START Supplied material

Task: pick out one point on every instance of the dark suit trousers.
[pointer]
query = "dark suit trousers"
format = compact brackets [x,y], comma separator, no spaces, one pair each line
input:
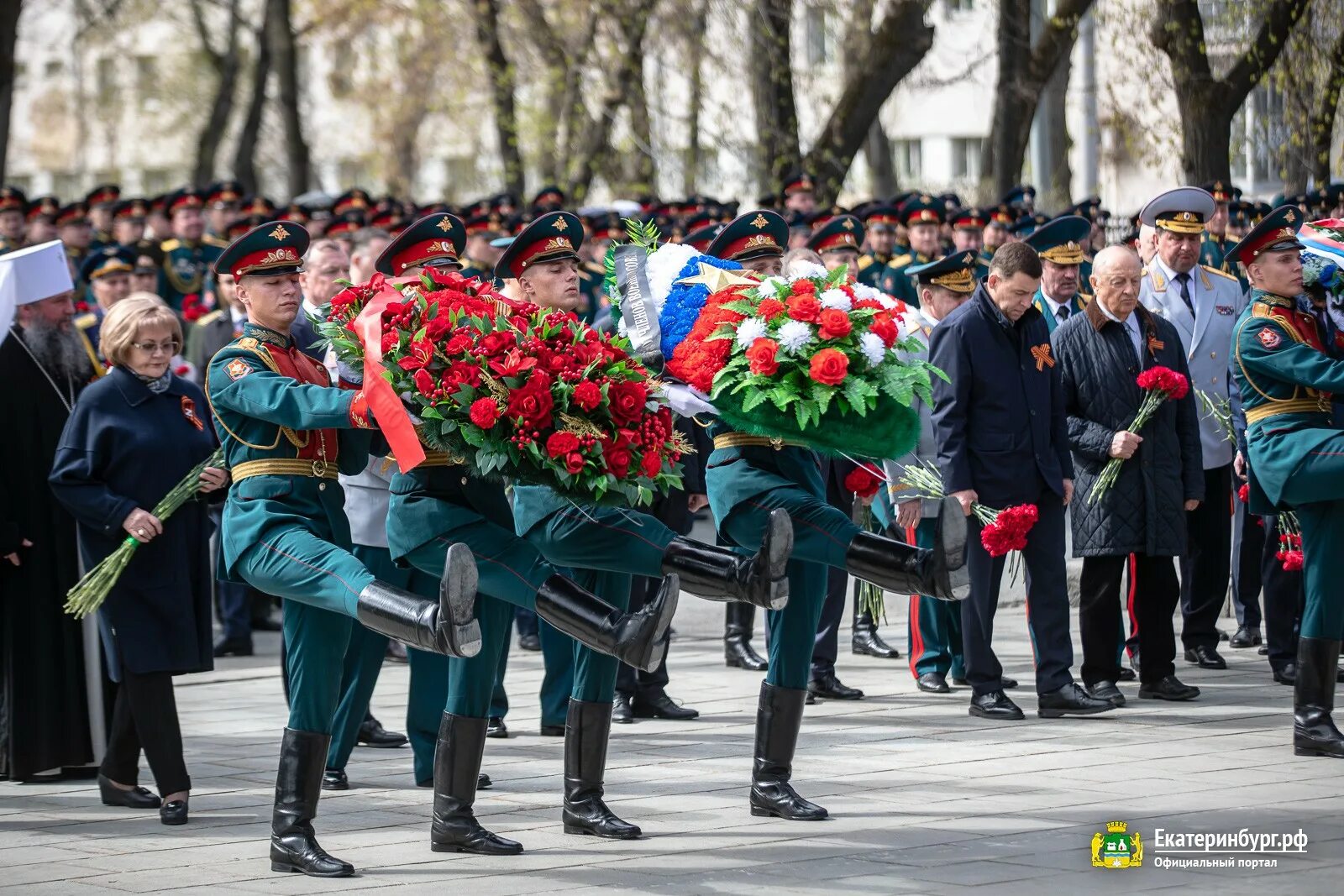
[1206,567]
[1152,610]
[1047,607]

END Supplied material

» What to produce: Please retype every entry above exactly, leaving out any picture.

» Expected answer:
Task: pick out one point on every instance of the dark suit trousers.
[pointer]
query = "dark suit trousers"
format = compact brackets [x,y], comma separator, no spaces, one pair each line
input:
[1206,567]
[1152,610]
[1047,607]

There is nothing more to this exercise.